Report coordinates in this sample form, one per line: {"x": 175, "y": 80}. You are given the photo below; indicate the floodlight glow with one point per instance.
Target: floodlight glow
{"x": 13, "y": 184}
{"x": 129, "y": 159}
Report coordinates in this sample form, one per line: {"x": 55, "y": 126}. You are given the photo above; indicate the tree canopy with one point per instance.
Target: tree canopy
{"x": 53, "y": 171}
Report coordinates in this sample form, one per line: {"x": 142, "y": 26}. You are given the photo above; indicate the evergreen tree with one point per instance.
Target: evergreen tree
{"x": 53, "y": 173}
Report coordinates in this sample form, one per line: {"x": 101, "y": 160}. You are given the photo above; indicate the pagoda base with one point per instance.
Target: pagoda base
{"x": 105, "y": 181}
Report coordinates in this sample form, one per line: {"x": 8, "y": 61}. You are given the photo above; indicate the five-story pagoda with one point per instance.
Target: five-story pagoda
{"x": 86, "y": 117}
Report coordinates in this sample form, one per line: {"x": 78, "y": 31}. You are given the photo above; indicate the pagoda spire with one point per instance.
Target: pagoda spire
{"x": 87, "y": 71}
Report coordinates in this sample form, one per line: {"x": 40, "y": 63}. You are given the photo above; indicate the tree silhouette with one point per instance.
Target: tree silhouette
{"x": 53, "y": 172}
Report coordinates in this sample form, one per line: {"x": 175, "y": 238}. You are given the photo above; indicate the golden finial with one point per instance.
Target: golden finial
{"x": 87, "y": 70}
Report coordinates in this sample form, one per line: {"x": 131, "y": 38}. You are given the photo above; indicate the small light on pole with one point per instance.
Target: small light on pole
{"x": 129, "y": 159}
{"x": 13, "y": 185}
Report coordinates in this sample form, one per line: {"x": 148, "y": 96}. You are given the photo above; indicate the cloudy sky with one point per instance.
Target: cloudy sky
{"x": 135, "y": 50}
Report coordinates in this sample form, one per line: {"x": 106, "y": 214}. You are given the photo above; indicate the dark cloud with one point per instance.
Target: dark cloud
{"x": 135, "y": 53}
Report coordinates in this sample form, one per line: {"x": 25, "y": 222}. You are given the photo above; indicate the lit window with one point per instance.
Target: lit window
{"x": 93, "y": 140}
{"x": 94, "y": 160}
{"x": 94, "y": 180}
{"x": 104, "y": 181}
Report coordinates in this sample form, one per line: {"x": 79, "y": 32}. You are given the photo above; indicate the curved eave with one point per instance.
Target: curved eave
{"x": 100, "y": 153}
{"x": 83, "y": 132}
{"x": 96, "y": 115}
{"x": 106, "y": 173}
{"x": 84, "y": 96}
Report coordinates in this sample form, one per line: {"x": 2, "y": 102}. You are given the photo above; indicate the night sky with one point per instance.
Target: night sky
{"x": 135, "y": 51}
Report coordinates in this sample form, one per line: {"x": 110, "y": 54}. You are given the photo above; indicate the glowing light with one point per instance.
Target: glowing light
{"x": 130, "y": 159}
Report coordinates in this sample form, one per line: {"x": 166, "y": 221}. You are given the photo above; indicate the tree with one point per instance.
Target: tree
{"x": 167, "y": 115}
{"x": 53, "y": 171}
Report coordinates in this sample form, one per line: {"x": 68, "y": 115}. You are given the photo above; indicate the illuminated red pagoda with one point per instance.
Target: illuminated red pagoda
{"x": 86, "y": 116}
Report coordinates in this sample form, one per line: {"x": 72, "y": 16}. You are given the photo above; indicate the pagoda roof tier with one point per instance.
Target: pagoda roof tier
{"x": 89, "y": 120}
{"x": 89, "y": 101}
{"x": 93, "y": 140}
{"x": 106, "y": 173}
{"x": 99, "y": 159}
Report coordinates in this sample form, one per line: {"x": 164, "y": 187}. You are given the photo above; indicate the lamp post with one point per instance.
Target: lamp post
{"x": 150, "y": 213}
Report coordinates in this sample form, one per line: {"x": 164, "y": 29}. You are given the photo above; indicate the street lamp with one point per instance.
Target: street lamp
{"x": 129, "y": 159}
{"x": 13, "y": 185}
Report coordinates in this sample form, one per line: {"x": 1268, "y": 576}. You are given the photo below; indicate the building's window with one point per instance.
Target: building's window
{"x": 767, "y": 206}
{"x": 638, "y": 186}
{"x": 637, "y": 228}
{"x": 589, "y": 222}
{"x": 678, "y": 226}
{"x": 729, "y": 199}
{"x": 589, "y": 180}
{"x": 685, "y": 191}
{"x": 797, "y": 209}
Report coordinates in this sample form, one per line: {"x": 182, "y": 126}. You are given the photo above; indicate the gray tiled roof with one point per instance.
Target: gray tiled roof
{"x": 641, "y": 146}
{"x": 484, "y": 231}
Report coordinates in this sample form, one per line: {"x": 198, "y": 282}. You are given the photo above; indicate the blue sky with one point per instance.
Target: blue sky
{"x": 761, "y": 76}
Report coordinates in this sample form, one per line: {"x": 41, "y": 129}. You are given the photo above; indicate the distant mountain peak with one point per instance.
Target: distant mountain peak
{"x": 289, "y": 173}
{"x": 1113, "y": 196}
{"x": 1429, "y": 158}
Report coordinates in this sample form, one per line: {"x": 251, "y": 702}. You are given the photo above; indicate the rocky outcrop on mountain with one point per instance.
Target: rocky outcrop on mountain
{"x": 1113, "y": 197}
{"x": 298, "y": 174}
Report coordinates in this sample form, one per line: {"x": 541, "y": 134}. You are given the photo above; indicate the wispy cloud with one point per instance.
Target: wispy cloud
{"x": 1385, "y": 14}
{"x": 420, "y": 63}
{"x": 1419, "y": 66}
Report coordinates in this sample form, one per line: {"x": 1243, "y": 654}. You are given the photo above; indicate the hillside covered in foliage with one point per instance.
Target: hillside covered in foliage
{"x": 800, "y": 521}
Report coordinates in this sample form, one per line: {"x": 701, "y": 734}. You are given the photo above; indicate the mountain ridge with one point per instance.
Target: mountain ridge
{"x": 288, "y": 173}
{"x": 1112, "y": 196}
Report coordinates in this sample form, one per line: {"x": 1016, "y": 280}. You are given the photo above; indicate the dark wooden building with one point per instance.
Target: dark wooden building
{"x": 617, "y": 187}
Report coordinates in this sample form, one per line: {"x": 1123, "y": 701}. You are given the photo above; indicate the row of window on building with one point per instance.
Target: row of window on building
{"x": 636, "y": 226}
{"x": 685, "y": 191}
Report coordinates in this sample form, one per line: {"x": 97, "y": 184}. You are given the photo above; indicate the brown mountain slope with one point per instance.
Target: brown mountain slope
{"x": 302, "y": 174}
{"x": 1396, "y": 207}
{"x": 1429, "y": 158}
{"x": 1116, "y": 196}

=-=-=

Rewrite all of the rows above, substituting "overcast sky" for "cloudy sky" and leaving everything else unchanged.

The result:
Report coordinates in this sample form, one per line: {"x": 175, "y": 80}. You are given the photo below; indicate the floodlight glow with one point per instance.
Target: floodlight glow
{"x": 13, "y": 184}
{"x": 129, "y": 159}
Report coordinates in this sample form, one per line: {"x": 55, "y": 126}. You are given the photo above; indicate the tree canopy with one point per instance.
Target: tree canopy
{"x": 53, "y": 171}
Report coordinates in this sample form, one per line: {"x": 142, "y": 26}. You are given the photo above; indicate the evergreen tree with one point per instance.
Target: evergreen tree
{"x": 53, "y": 173}
Report coordinates in this sample form, one per line: {"x": 101, "y": 160}. You are given the photo above; indicate the pagoda base with one point per instance.
Target: pagoda base
{"x": 105, "y": 181}
Report coordinates in this sample form, one per line: {"x": 8, "y": 61}. You are given the photo above; indicate the five-story pagoda with one point per instance.
Target: five-story pagoda
{"x": 86, "y": 117}
Report coordinates in this sample form, one per line: {"x": 78, "y": 31}. You are given the photo above; indicate the pagoda spire with one point per instance.
Target: pagoda spire
{"x": 87, "y": 71}
Report coordinates in this sample form, one per line: {"x": 40, "y": 63}. You are given the photo above; indicate the tree silhouette with one point per instance.
Target: tree silhouette
{"x": 53, "y": 172}
Report coordinates in this sample form, one per line: {"x": 175, "y": 238}. You are given the photo above; indicate the golden finial with one point per instance.
Target: golden finial
{"x": 87, "y": 70}
Report coordinates in this sample form, one per line: {"x": 131, "y": 38}. You are given the photo above; indicate the small light on pole with one point per instance.
Target: small light on pole
{"x": 129, "y": 159}
{"x": 13, "y": 185}
Report coordinates in this sample form, one per line: {"x": 148, "y": 96}. You are given the photo above; indicate the overcast sky with one point per instance.
Target: overcast sky
{"x": 135, "y": 50}
Report coordinates in this sample form, one per line: {"x": 106, "y": 214}. You are given the photo above; indicate the dark cloud with one point per instance.
Target: dark cloud
{"x": 135, "y": 53}
Report coordinates in this sample form, one per line: {"x": 25, "y": 222}. You are given the photo above; indicate the lit window with one point per instance.
Target: lit window
{"x": 93, "y": 140}
{"x": 94, "y": 160}
{"x": 94, "y": 180}
{"x": 104, "y": 181}
Report coordinates in this sample form, one per line: {"x": 79, "y": 32}. You are given the photo above; indicate the curved eave with one point per instance.
Target: curved eave
{"x": 100, "y": 153}
{"x": 83, "y": 132}
{"x": 96, "y": 115}
{"x": 106, "y": 173}
{"x": 84, "y": 96}
Report coordinates in this sample form, one per line: {"x": 2, "y": 102}. You are given the photo above; indicate the night sky with one point per instance.
Target: night sky
{"x": 135, "y": 51}
Report coordinates in this sample form, one per line: {"x": 110, "y": 54}. You are given the photo above; indicate the glowing light with one point per instance.
Target: glowing light
{"x": 130, "y": 159}
Report coordinates in this sample form, one per line: {"x": 166, "y": 221}. You are given the photo above; indicate the tree with one point per instance.
Target: tree
{"x": 167, "y": 115}
{"x": 53, "y": 171}
Report coordinates in this sample form, one per line: {"x": 68, "y": 115}. You are given the photo above; indicate the illuminated red pagoda with one point per instance.
Target: illuminated red pagoda
{"x": 86, "y": 116}
Report coordinates in this sample form, one per line: {"x": 72, "y": 16}. You are given the photo above; indicate the pagoda roof tier with one point per instance.
Target: pagoda roof tier
{"x": 89, "y": 120}
{"x": 89, "y": 101}
{"x": 93, "y": 140}
{"x": 106, "y": 173}
{"x": 99, "y": 159}
Report coordinates in this sample form, one per line: {"x": 164, "y": 187}. You are given the photo above; indicate the lamp post with one point per instance.
Target: lamp post
{"x": 150, "y": 213}
Report coordinates in this sample form, one per line: {"x": 164, "y": 29}. You are given the photo above; indicate the street lamp with one point per instance.
Target: street lamp
{"x": 129, "y": 159}
{"x": 13, "y": 185}
Report coordinates in this sample form, one per line: {"x": 1268, "y": 576}. You are given the photo below; indicate the building's window with one point per instance.
Target: building's window
{"x": 767, "y": 206}
{"x": 638, "y": 186}
{"x": 637, "y": 228}
{"x": 589, "y": 222}
{"x": 678, "y": 226}
{"x": 729, "y": 199}
{"x": 589, "y": 180}
{"x": 685, "y": 191}
{"x": 797, "y": 209}
Report coordinates in this sample form, one per line: {"x": 182, "y": 126}. You are given the photo above; indicate the gray tiled roof with one point per instance.
Target: gray tiled roof
{"x": 641, "y": 146}
{"x": 484, "y": 231}
Report coordinates in this sample form, one per line: {"x": 198, "y": 282}. You are given the photo above; indicate the blue sky with one point per instance.
Target: blue sky
{"x": 761, "y": 76}
Report coordinates in this sample form, one per line: {"x": 41, "y": 129}. You are given the photo above; indicate the distant mountain peak with one point per instance.
Target: distant mountain peak
{"x": 289, "y": 173}
{"x": 1113, "y": 196}
{"x": 1429, "y": 158}
Report coordinates in this sample form, one per line: {"x": 251, "y": 702}. You are given the photo above; indicate the rocky outcrop on mountain with one point per instance.
Target: rocky outcrop on mountain
{"x": 1113, "y": 197}
{"x": 298, "y": 174}
Report coordinates in this sample form, one per line: {"x": 541, "y": 134}. You are given the photo above; indicate the wispy cloud with one point per instance.
Target: wispy cloud
{"x": 1385, "y": 14}
{"x": 420, "y": 63}
{"x": 1419, "y": 66}
Report coordinates in this sample form, one per line: {"x": 1243, "y": 654}. You are given the photo above; indicate the hillside covered in foliage with one point per instance.
Target: hillside covered in foliage
{"x": 800, "y": 521}
Report coordinates in this sample form, one per line: {"x": 701, "y": 734}. You are given the photo above; indicate the mountain ridge with one point per instance.
Target: mountain ridge
{"x": 288, "y": 173}
{"x": 1112, "y": 196}
Report coordinates in this sample form, one per line: {"x": 1016, "y": 280}. You are given the photo above; indicate the dark wooden building with one point per instance.
Target: dark wooden building
{"x": 617, "y": 187}
Report coordinates in this sample form, one per line: {"x": 1123, "y": 701}. You are given the photo above; indicate the row of window on building with one point per instance.
Target: row of window on building
{"x": 636, "y": 226}
{"x": 685, "y": 191}
Report coordinates in this sample form, one per line: {"x": 97, "y": 184}. You are given the photo above; indicate the brown mountain slope with one point per instance.
Target: brown mountain slope
{"x": 302, "y": 174}
{"x": 1396, "y": 207}
{"x": 1429, "y": 158}
{"x": 1116, "y": 196}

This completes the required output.